AIM → Can you quote verbatim the records that begin with the line containing "Annotation task — locate each instance of the metal ventilation" and end with the line containing "(1015, 443)", including both of those lines?

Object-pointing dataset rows
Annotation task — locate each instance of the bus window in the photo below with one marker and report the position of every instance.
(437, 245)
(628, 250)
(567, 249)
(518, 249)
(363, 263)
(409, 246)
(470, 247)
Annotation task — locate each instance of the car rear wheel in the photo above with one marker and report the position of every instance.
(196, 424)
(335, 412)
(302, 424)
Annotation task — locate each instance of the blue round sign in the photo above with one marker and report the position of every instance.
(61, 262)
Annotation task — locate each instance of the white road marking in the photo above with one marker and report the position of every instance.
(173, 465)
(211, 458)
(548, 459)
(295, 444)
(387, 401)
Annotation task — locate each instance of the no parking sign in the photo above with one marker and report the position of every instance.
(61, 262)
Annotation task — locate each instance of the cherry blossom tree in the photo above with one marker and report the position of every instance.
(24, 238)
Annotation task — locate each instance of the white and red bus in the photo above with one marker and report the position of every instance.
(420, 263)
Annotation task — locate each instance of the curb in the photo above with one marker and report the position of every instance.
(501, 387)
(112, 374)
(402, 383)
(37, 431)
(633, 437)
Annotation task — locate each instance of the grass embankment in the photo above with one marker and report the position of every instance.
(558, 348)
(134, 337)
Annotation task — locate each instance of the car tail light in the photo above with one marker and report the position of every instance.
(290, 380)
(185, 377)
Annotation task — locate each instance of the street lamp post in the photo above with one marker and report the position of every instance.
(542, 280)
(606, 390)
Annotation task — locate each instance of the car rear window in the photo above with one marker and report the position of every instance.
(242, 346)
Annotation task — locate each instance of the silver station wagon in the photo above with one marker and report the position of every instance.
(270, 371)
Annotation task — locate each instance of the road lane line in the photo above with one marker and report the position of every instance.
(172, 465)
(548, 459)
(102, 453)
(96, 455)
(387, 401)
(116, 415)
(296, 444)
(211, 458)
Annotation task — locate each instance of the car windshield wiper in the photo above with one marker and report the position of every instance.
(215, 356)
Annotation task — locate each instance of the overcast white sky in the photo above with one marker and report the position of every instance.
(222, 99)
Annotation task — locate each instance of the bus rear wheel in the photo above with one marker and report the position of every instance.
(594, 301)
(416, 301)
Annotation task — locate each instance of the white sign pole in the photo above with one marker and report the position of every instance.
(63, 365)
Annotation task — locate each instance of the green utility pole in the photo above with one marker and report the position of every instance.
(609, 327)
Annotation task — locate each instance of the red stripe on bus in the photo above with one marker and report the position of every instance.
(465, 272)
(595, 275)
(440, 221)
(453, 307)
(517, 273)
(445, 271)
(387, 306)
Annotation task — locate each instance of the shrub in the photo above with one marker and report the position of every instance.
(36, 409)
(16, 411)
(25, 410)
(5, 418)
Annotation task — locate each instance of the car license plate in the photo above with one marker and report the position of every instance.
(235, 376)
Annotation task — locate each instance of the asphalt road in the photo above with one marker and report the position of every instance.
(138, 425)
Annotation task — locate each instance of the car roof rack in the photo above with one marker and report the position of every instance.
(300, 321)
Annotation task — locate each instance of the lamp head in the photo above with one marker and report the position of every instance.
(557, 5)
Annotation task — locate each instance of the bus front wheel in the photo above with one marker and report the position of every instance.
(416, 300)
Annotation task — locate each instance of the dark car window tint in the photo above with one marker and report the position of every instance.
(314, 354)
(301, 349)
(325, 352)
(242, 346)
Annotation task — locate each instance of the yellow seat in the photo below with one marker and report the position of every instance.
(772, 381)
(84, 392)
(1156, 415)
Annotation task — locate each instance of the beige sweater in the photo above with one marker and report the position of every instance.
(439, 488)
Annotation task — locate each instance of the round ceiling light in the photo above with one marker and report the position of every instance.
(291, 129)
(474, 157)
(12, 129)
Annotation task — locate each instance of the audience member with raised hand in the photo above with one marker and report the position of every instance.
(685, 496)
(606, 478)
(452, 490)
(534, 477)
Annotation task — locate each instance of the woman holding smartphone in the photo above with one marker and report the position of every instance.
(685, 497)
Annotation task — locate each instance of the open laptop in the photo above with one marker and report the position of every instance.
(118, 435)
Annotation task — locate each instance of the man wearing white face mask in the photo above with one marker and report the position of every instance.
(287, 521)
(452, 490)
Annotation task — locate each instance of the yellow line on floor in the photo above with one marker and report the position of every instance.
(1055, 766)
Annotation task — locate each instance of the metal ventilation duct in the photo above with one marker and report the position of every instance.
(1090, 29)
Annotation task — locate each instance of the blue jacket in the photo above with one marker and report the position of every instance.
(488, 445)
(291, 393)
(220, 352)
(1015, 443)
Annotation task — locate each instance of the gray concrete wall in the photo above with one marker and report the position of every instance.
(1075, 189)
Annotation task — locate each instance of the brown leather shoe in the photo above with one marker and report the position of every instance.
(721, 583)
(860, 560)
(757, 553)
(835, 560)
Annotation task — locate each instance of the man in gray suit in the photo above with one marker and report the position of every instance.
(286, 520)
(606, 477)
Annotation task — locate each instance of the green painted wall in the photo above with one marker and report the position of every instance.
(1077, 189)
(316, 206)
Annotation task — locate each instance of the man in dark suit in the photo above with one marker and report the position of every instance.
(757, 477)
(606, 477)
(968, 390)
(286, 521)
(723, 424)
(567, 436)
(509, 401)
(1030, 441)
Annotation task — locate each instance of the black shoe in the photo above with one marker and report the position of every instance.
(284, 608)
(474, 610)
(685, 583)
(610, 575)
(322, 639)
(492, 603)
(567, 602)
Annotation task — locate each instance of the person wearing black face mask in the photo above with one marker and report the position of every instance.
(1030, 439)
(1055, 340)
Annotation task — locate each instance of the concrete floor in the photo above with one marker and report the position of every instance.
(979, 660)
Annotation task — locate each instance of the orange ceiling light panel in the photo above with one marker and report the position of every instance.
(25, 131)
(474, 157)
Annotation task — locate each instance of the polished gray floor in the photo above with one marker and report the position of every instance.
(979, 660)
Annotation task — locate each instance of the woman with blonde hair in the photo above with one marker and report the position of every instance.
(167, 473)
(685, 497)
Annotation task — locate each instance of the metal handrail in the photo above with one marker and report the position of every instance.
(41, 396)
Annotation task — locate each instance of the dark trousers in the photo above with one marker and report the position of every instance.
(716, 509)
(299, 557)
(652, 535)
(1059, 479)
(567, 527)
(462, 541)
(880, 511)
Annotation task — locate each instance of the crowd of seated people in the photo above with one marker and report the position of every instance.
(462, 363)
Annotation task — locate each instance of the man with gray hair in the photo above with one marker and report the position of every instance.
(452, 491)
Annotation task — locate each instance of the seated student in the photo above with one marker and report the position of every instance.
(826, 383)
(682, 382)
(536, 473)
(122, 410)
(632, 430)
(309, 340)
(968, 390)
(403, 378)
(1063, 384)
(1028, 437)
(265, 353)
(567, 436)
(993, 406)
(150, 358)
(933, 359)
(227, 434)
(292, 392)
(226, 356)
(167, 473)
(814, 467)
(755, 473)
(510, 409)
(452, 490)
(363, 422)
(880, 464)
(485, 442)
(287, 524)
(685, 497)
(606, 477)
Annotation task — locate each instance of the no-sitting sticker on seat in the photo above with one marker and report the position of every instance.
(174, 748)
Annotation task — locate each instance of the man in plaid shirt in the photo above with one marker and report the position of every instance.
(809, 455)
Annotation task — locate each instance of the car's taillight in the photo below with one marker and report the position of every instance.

RESULT FOR THIS TASK →
Annotation task — locate each instance of the metal ventilation duct in the photo above with one marker and report the position of every instance.
(1090, 29)
Annotation task — locate each instance of the blue jacket in the photo above with one marker and report the position of every instance.
(488, 445)
(291, 393)
(220, 352)
(1015, 443)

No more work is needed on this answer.